_Document excerpt_
▬▬▬▬▬▬▬▬▬▬
Like the enemies of Cpl. Jones’ recollection in Dad’s Army, Keir Starmer really doesn’t like it up him. After two days of mole-like burrowing in the aftermath of the weekend’s revelations about his party’s candidate in Rochdale, he eventually surfaced on Tuesday to squirm his way through an interview in which he continually attempted to praise his own decisiveness for finally taking the decision which had been obvious to all for 48 hours.  

For, footage had emerged of Azhar Ali at a public meeting appearing to endorse the conspiracy theory that Israel had allowed the October 7th attack to take place, as pretext for the invasion of Gaza. An apology was swiftly offered and there, it appears, to the leadership, the matter lay. A shadow frontbencher confirmed the party’s support for him on the next day’s broadcast round, a shadow frontbencher appeared with him that day at a public meeting, and another shadow frontbencher gave him support on the Monday. It was only late that day when “new information” emerged that support was withdrawn. 

Almost a year ago to the day, Keir Starmer gave a speech in which he promised “zero tolerance of antisemitism”. And that causes a problem, because that is not what the events of the weekend show.  “Zero” means “never”. It does not mean “rarely” or “infrequently” or “if we think it is to our political advantage”. A zero-tolerance approach, therefore, would have seen support withdrawn as soon as the news was released or confirmed (effectively the same thing, since there was no attempt to the statement itself). Political context and apologies would be irrelevant. In continuing to support its candidate, the party has shown that there is actually a certain type of antisemitism up with which it is, certain circumstances, willing to put. 

Zero takes us into the world of the moral absolute, a world which Sir Keir is happy to inhabit when it allows him to attack his opponents from the lofty heights of his self-regard. Absolutes are, however, absolute. They must be followed at all times and in all places without exception. 

Philosophers have believed for a couple of millennia that some things are different to others and must therefore be treated differently. To the Stoics of ancient Greece, Virtue was the only good, on a higher level than everything else. That did not mean that people could not pursue other things – wealth, fame, whatnot – but that they could never do so at the expense of their virtue. It took priority over everything. No matter how much money was on offer in a deal, if acquiring it required acting unvirtuously, pursuing it was wrong and that is all there was to it. Nor is division of things into different categories merely a peculiarity of the Ancient World. If a man offers you £1000 for your car, you might negotiate. If he offers you £1000 for your wife, you will likely hit him.
▬▬▬▬▬▬▬▬▬▬
_What you will do_
Please list each way the opinion piece says a shadow frontbencher backed Azhar Ali after the footage emerged.
▬▬▬▬▬▬▬▬▬▬
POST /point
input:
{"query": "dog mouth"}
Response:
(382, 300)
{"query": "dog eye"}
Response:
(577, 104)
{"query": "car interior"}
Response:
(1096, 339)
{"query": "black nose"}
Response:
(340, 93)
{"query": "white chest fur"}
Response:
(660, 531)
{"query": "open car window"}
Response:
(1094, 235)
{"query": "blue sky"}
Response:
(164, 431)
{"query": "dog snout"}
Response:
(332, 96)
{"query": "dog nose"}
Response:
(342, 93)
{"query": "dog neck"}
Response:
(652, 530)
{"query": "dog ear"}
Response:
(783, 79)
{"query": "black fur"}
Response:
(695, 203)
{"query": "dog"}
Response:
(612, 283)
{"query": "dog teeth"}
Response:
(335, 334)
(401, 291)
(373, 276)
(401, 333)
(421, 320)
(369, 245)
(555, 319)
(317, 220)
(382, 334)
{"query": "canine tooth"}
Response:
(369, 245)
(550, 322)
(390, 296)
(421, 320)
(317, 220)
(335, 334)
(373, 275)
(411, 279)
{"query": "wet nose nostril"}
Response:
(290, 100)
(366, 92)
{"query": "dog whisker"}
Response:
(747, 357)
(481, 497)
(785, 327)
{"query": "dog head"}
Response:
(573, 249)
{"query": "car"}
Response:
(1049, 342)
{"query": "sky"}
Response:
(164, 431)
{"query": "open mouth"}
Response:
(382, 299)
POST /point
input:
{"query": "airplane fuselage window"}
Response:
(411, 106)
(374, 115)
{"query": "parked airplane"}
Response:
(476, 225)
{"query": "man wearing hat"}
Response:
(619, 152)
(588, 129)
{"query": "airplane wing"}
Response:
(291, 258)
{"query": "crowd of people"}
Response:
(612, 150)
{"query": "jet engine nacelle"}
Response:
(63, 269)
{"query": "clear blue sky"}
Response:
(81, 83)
▬▬▬▬▬▬▬▬▬▬
_Final result_
- Confirmed the party's support for him on the next day's broadcast round
- Appeared with him that day at a public meeting
- Gave him support on the Monday